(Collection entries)

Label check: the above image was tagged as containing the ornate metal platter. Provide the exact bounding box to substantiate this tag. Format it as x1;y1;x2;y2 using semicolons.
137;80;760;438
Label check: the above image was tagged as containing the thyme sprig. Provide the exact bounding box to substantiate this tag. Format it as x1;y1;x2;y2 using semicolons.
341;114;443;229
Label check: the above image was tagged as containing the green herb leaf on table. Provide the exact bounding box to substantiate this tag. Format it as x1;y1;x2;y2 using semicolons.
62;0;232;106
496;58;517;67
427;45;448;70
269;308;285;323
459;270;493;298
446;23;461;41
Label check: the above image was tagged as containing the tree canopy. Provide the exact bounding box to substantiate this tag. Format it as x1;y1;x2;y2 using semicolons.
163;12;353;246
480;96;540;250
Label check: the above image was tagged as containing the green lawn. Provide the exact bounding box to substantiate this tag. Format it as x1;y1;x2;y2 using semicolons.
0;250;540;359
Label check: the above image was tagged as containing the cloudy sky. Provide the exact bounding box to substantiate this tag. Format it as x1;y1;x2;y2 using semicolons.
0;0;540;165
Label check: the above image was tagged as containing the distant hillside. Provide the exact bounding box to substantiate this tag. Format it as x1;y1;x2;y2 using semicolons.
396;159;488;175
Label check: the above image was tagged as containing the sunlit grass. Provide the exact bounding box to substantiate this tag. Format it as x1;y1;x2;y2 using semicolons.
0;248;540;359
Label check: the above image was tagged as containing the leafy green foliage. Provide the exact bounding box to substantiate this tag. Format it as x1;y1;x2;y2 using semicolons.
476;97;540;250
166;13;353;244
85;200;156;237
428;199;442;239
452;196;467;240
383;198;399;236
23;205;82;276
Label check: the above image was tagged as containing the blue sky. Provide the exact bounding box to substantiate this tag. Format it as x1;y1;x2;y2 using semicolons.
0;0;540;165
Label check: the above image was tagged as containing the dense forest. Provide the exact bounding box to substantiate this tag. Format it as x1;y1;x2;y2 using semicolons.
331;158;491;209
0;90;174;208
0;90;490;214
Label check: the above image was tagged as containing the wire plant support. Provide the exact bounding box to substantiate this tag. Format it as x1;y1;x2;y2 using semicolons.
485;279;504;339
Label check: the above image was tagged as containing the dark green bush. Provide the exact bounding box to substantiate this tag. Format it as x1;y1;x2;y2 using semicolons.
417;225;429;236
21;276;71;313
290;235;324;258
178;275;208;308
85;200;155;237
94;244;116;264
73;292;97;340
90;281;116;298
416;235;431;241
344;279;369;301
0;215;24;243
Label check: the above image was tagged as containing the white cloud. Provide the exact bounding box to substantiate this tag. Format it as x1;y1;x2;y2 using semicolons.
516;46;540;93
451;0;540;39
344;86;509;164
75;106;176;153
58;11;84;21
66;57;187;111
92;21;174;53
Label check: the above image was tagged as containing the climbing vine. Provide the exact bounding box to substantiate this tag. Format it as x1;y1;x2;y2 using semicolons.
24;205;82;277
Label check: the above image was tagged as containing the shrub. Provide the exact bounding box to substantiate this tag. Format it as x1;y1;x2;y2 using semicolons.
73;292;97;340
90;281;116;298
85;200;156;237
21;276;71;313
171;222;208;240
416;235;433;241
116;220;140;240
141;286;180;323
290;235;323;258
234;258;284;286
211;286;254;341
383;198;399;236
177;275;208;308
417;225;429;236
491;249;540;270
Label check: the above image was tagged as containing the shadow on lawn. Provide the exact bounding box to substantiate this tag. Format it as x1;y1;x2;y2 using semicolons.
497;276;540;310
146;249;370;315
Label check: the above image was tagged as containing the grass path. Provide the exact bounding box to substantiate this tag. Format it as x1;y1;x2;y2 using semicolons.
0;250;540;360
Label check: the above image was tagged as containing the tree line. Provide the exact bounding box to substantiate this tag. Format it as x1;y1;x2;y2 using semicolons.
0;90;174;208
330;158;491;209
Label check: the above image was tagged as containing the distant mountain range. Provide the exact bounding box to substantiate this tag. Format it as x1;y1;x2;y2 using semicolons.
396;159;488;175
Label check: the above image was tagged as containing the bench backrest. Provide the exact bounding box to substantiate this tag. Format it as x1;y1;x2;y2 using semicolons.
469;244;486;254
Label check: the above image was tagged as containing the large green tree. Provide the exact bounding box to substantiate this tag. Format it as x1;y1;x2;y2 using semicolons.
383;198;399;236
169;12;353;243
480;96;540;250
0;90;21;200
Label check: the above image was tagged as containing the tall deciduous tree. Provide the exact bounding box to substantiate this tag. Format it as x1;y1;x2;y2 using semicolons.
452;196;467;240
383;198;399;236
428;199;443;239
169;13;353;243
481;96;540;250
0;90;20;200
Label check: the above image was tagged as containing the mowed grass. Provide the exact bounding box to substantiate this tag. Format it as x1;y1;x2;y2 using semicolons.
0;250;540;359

● **What the task asks**:
Rewrite all the items above so that each "Label check" becomes "Tag review", and leave everything else as it is.

● **Output for this task**:
Tag review: the above image was tagged as containing the ornate metal platter. Provide the exact bounding box to substantiate this tag. Format it as x1;y1;x2;y2 using semicolons.
137;80;760;438
Tag review: the above image was tagged as containing the thyme sprig. Provide the exact bounding box to substantiate this tag. Format it as x1;y1;x2;y2 using semicolons.
341;114;443;229
Tag review: the above image was tagged as containing the green herb leaf on table. Provide the exact bounding box to substantiate this tag. Format it as x1;y1;x2;y2 using semicolons.
62;0;232;106
496;58;517;67
427;45;448;70
269;308;285;323
459;270;493;298
446;23;461;41
Tag review: the above image was tagged as containing the tree canopy. Provide the exact bounding box to substantiate this tag. Format it as x1;y1;x2;y2 using semicolons.
163;12;353;246
480;96;540;250
Tag review: the above image was tagged as containing the green lawn. Provide the exact bounding box to substantiate this tag. Format it as x1;y1;x2;y2 using semicolons.
0;250;540;359
Tag review: the above image was tagged as containing the cloudy sky. Provide the exact bounding box to substantiate this tag. Format it as x1;y1;x2;y2 using semicolons.
0;0;540;165
Tag review: the above image was tagged as containing the distant hillside. Provide the exact bounding box to substantiate this tag. Format it as x1;y1;x2;y2 using semicolons.
396;159;488;175
Tag review: the above image was tagged as containing the sunlit grass. Provide the exact bounding box to substantiate this tag. Format it as x1;y1;x2;y2 using semicolons.
0;248;540;359
Tag review: the above image was tagged as containing the leafy green foliage. Provide the exact bounding box to substantiate this tag. Format it as x1;y1;x2;y2 using semicolons.
476;97;540;250
166;13;353;244
85;200;156;237
428;199;442;239
452;196;467;240
383;198;399;236
23;205;82;276
Tag review: the above image was tagged as containing the blue sky. Provide the exact bounding box to substantiate this tag. Format it as x1;y1;x2;y2 using semicolons.
0;0;540;165
Tag review: the above image was tagged as containing the dense forest. Provide the exact bounding box to substantiate this tag. Format it as x1;y1;x2;y2 using semicolons.
331;158;491;209
0;90;174;208
0;90;490;214
Tag review: the above image was tagged as containing the wire plant support. Provide the exact bounding box to substantiate this tag. Format it as x1;y1;x2;y2 using semicolons.
485;279;504;339
Tag review: the above image was tagged as containing the dark green bush. Provide the exact bounding box to substantiate this tag. Format it as x1;y1;x2;y2 using semicolons.
417;225;429;236
21;276;71;313
290;235;324;258
178;275;208;308
85;200;155;237
94;244;116;264
73;292;97;340
90;281;116;298
416;235;431;241
344;279;369;301
0;215;24;243
Tag review: the above image was tagged as containing the white cloud. Provide the exact bounding box to substantiate this tag. Format it as x1;y1;x2;y2 using semicolons.
516;46;540;93
451;0;540;39
344;86;509;164
75;106;176;153
58;11;84;21
66;57;187;111
92;21;174;53
Tag review: the above image was tagged as containing the climbing vine. Provide the exact bounding box to substantiate this tag. Format it as x1;y1;x2;y2 using semicolons.
24;205;82;277
Tag review: the above image was tagged as containing the shrub. Provide the exact bounding box to substantiate this tag. Format it as x1;y1;x2;y2 using semicolons.
73;292;97;340
90;281;116;298
85;200;156;237
21;276;71;313
171;222;208;240
416;235;433;241
116;220;140;240
141;286;180;323
290;235;323;258
234;258;284;286
211;286;254;341
383;198;399;236
177;275;208;308
417;225;429;236
491;249;540;270
Tag review: the above image was tagged as containing the shadow on lawn. Provide the exact bounding box to substantiate this tag. Format it as x1;y1;x2;y2 using semicolons.
497;276;540;310
146;249;370;315
Tag review: the above image was tagged as containing the grass path. Provide the exact bounding box to substantiate this tag. Format it as x1;y1;x2;y2 using semicolons.
0;250;540;360
Tag review: the above image was tagged as containing the tree line. Provide the exact bounding box to substantiate this tag. Format it as x1;y1;x2;y2 using semicolons.
0;90;174;208
330;158;491;209
Tag review: the above image was tagged as containing the distant mountain range. Provide the exact bounding box to substantiate this tag. Format it as x1;y1;x2;y2 using semicolons.
396;159;488;175
Tag review: the above image was tagged as containing the bench backrest. Provide the exact bounding box to substantiate this tag. Format it as x1;y1;x2;y2 using semicolons.
469;244;486;254
Tag review: the above image was tagged as containing the large green tree. Provide the exact bounding box to substantiate this tag. Format it as x1;y1;x2;y2 using semicolons.
383;198;399;236
169;12;353;243
480;96;540;250
0;90;21;200
Tag review: the above image was tagged as containing the tall deciduous tree. Provide the exact bounding box to substantiate this tag. Format it as x1;y1;x2;y2 using semicolons.
452;196;467;240
383;198;399;236
428;199;443;239
169;13;353;243
481;96;540;250
0;90;20;200
Tag review: the above image was tagged as containing the mowed grass. Provide the exact bounding box to substantiate this tag. Format it as x1;y1;x2;y2 using semicolons.
0;250;540;359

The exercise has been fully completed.